DIRECTIVE - Without including any images, reproduce each entry exactly.
■ ■ ■
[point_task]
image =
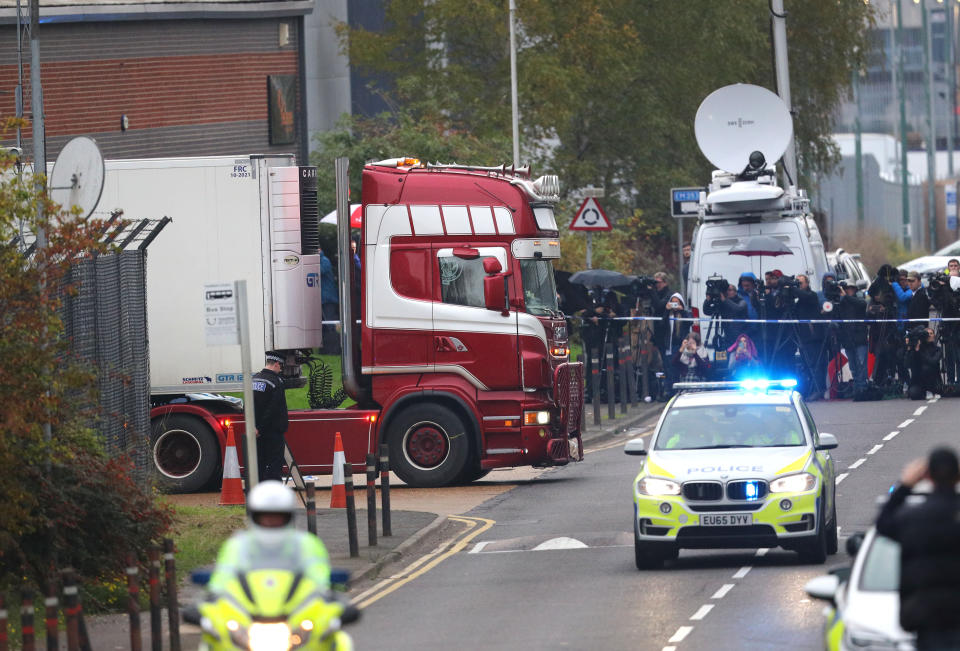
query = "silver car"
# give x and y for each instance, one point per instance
(864, 610)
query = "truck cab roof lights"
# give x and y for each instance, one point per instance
(398, 162)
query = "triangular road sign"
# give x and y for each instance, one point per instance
(590, 217)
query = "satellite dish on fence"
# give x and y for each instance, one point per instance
(77, 176)
(737, 120)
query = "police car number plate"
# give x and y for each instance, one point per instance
(726, 520)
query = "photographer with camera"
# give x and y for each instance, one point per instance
(724, 302)
(923, 359)
(676, 333)
(810, 339)
(884, 340)
(853, 336)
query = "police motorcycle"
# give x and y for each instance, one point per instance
(271, 600)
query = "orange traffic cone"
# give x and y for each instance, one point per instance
(232, 490)
(338, 491)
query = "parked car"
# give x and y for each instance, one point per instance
(936, 261)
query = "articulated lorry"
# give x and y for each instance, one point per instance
(454, 348)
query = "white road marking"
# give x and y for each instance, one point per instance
(742, 572)
(560, 543)
(724, 589)
(681, 634)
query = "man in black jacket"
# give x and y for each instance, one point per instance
(853, 336)
(270, 405)
(929, 537)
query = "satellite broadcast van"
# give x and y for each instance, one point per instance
(740, 128)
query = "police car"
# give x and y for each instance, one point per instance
(734, 465)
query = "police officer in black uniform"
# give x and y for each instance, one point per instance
(270, 405)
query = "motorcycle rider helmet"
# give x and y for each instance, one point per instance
(271, 505)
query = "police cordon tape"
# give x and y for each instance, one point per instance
(716, 319)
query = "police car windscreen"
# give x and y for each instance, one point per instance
(730, 426)
(881, 568)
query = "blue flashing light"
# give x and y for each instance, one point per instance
(759, 384)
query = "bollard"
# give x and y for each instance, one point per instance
(133, 602)
(4, 645)
(156, 624)
(611, 396)
(26, 619)
(311, 507)
(622, 375)
(371, 500)
(52, 606)
(631, 374)
(173, 608)
(351, 510)
(595, 384)
(385, 489)
(71, 610)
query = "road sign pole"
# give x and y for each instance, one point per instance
(249, 418)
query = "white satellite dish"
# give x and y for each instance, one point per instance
(77, 176)
(737, 120)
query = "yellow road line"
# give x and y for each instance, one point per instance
(475, 527)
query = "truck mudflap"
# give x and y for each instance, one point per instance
(568, 396)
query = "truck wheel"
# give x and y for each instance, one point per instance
(185, 451)
(428, 445)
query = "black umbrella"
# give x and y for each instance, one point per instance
(601, 278)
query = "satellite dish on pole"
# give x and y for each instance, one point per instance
(77, 176)
(737, 120)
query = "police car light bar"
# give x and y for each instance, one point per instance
■ ■ ■
EXERCISE RESULT -
[point_task]
image =
query = "silver car"
# give x and y for each instance, one point per instance
(864, 610)
query = "truck cab roof lights"
# give x and y for each instance, one point per instance
(398, 162)
query = "triangular road sign"
# give x and y for each instance, one point per instance
(590, 217)
query = "satellite dish on fence"
# give x and y for each instance, one point per instance
(77, 176)
(737, 120)
query = "police car number plate"
# give x and y for each instance, one point per instance
(726, 520)
query = "photographer with camera"
# give x and y for each instance, one point per instance
(724, 302)
(923, 359)
(676, 333)
(810, 339)
(884, 340)
(853, 336)
query = "police motorcycle"
# give x and y for each instance, one point per instance
(271, 600)
query = "orange traffic cone"
# give x and y for each instance, one point per instance
(232, 490)
(338, 491)
query = "parked car"
# give x and y for each instance, one point per instance
(936, 261)
query = "articulated lorry"
# give x and y for each instance, one point per instance
(454, 348)
query = "white road marking"
# give x and y for each instance, one point per instance
(742, 572)
(560, 543)
(724, 589)
(681, 634)
query = "man in black jacket"
# give x and y for each instance, one point per instance
(853, 336)
(270, 405)
(929, 537)
query = "satellite broadcast van"
# give x and y for each instance, one point per instance
(740, 128)
query = "police car"
# give x and y for each instance, one point per instance
(734, 465)
query = "police officer in black uniform"
# give x and y for each instance, one point per instance
(270, 405)
query = "motorcycle rider helmet"
# give x and y for each instance, one point per instance
(271, 505)
query = "police cordon tape"
# give x and y for each instance, one point per instance
(716, 319)
query = "police car windscreen"
# give x and y for each instance, one point per instance
(730, 426)
(881, 568)
query = "blue flashing light"
# give x and y for each instance, one point per instance
(759, 384)
query = "bollard"
# give x and y for each instance, one point per instance
(133, 602)
(4, 645)
(156, 624)
(611, 396)
(26, 619)
(311, 507)
(622, 375)
(371, 500)
(52, 606)
(631, 374)
(173, 608)
(351, 510)
(595, 384)
(385, 489)
(71, 610)
query = "road sign pole"
# give x and y for each instance, one point per instance
(249, 418)
query = "white satellite dish"
# give x and y for each instance, one point per instance
(77, 176)
(737, 120)
query = "yellow road line"
# give x and y for each instance, one point per instance
(475, 527)
query = "truck mudflap"
# give x and y for each instance, one point per instance
(568, 396)
query = "truck wheel"
# give x and y for each instance, one point per instance
(185, 451)
(428, 445)
query = "black umbrella"
# give x and y for each instance, one point per instance
(601, 278)
query = "satellite dish on pole"
# give x and y for each instance, one point per instance
(77, 176)
(737, 120)
query = "police car light bar"
# give x and y for each instance, one point per instance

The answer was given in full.